DESCRIPTION OF THE TASK » Copy every line from the one with "instance of the bed" up to and including the last line of the rows, and shift each coordinate in the answers by adding 34 to it.

AVAILABLE RECORDS »

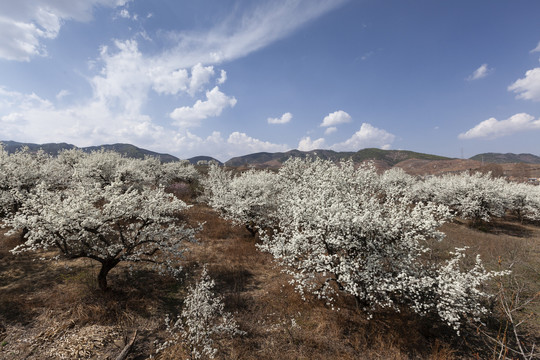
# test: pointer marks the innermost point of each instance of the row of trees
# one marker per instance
(101, 206)
(340, 229)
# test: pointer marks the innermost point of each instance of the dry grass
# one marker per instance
(54, 310)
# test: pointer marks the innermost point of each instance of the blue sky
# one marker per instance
(231, 77)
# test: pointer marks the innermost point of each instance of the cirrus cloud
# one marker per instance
(306, 144)
(528, 88)
(480, 73)
(216, 101)
(285, 118)
(493, 128)
(25, 23)
(367, 136)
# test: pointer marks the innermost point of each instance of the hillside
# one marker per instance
(499, 158)
(386, 158)
(53, 149)
(194, 160)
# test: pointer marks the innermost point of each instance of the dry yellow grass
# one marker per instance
(54, 310)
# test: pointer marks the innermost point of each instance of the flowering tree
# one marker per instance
(340, 230)
(476, 196)
(202, 322)
(248, 199)
(523, 200)
(107, 223)
(20, 173)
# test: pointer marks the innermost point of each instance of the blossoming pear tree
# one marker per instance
(341, 229)
(108, 223)
(247, 199)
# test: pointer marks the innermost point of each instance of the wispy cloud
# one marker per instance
(367, 136)
(537, 48)
(493, 128)
(285, 118)
(235, 38)
(528, 88)
(306, 144)
(336, 118)
(125, 77)
(25, 23)
(480, 73)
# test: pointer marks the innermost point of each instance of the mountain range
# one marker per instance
(382, 158)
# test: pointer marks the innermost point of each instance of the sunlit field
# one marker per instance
(53, 304)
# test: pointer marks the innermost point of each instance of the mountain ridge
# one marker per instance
(385, 158)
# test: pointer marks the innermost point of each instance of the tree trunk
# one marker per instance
(106, 266)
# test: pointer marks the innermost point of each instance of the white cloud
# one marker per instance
(169, 82)
(528, 88)
(62, 94)
(480, 73)
(242, 144)
(236, 144)
(493, 128)
(239, 36)
(367, 136)
(125, 77)
(124, 13)
(200, 76)
(306, 144)
(336, 118)
(285, 118)
(186, 116)
(25, 23)
(222, 77)
(330, 130)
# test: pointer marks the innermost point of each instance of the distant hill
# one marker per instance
(127, 150)
(499, 158)
(196, 159)
(387, 158)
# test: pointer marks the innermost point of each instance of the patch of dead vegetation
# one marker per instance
(54, 310)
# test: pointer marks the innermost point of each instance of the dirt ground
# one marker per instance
(53, 309)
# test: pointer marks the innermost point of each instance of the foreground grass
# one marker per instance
(54, 310)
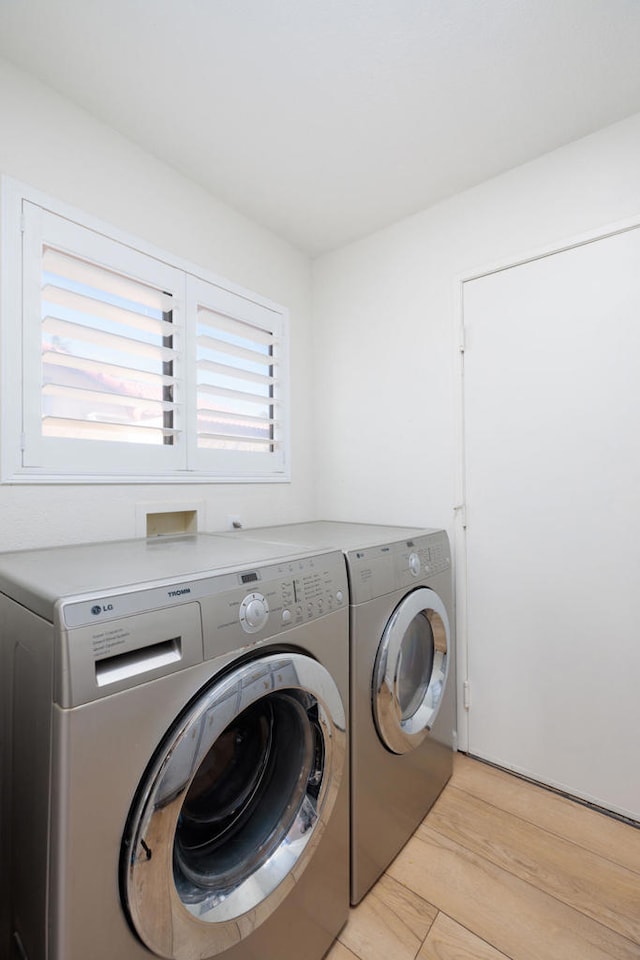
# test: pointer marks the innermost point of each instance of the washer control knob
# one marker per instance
(254, 612)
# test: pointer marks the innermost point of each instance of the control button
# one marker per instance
(254, 612)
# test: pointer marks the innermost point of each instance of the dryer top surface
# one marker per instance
(381, 559)
(333, 534)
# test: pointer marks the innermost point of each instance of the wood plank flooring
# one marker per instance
(503, 870)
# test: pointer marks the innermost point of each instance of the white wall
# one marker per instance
(53, 146)
(386, 323)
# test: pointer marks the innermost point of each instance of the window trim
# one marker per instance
(214, 466)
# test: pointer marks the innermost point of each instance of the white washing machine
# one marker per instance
(176, 772)
(403, 690)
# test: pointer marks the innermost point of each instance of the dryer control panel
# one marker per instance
(381, 569)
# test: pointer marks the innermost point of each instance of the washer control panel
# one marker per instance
(254, 612)
(261, 601)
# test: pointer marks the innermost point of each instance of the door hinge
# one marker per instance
(461, 510)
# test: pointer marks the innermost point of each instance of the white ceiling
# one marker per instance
(327, 119)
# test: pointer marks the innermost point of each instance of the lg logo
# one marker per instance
(97, 609)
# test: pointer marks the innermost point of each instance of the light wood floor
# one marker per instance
(503, 869)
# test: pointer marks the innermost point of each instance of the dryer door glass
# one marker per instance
(234, 803)
(411, 671)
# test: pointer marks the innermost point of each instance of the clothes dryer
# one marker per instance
(177, 750)
(402, 667)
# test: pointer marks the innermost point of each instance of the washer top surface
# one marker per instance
(333, 534)
(37, 578)
(380, 559)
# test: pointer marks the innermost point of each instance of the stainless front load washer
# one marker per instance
(403, 699)
(176, 771)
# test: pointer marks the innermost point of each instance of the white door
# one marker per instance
(552, 476)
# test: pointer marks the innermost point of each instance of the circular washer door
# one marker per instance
(411, 671)
(229, 813)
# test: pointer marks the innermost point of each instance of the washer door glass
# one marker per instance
(411, 671)
(235, 801)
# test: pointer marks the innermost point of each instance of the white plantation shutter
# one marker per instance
(129, 367)
(103, 345)
(236, 365)
(107, 354)
(240, 392)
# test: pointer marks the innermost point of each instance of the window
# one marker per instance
(120, 364)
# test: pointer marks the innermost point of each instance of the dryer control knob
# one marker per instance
(254, 612)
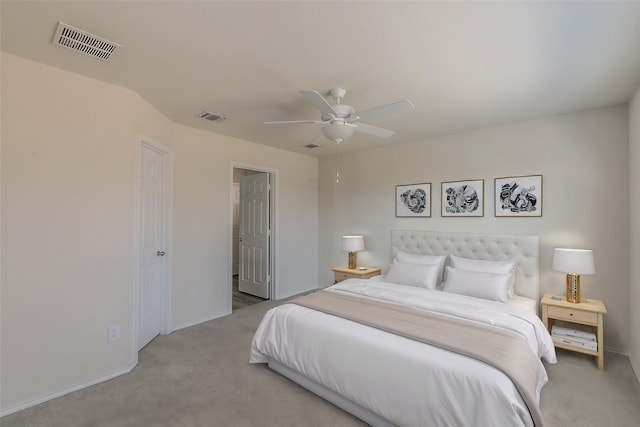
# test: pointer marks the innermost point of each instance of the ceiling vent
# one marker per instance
(212, 117)
(83, 42)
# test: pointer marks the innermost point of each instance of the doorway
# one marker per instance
(252, 235)
(151, 290)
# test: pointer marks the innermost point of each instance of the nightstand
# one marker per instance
(343, 273)
(589, 312)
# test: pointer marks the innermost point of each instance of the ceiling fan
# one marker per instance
(341, 120)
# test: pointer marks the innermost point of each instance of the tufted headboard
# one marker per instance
(493, 247)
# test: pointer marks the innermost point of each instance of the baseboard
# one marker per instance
(635, 367)
(42, 399)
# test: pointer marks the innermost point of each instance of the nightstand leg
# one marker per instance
(600, 357)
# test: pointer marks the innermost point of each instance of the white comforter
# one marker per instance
(404, 381)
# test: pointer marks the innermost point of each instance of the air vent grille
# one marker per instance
(84, 42)
(212, 117)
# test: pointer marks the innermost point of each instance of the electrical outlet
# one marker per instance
(114, 333)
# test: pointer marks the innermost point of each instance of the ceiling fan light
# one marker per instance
(337, 132)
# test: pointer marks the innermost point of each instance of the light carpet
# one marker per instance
(200, 376)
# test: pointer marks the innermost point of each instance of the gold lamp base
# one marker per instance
(573, 288)
(352, 259)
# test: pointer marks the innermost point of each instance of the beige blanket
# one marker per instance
(503, 349)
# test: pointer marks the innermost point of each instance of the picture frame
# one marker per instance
(518, 196)
(413, 200)
(462, 198)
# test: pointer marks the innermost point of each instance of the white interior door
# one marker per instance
(253, 277)
(151, 244)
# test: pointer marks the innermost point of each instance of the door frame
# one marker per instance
(273, 222)
(167, 196)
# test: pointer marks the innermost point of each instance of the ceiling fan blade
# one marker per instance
(288, 122)
(396, 107)
(373, 130)
(318, 100)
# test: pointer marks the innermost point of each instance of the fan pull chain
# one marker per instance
(337, 165)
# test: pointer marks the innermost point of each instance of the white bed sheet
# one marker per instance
(404, 381)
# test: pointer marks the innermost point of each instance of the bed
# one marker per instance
(386, 376)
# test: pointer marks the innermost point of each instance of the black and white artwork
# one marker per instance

ANSWER TO THIS TASK »
# test: pointer marks the innermost point of each instance of the bed
# one marker per instance
(420, 410)
# test: pointer marks the innermost point of each instance of the black and white artwork
# one marker per instance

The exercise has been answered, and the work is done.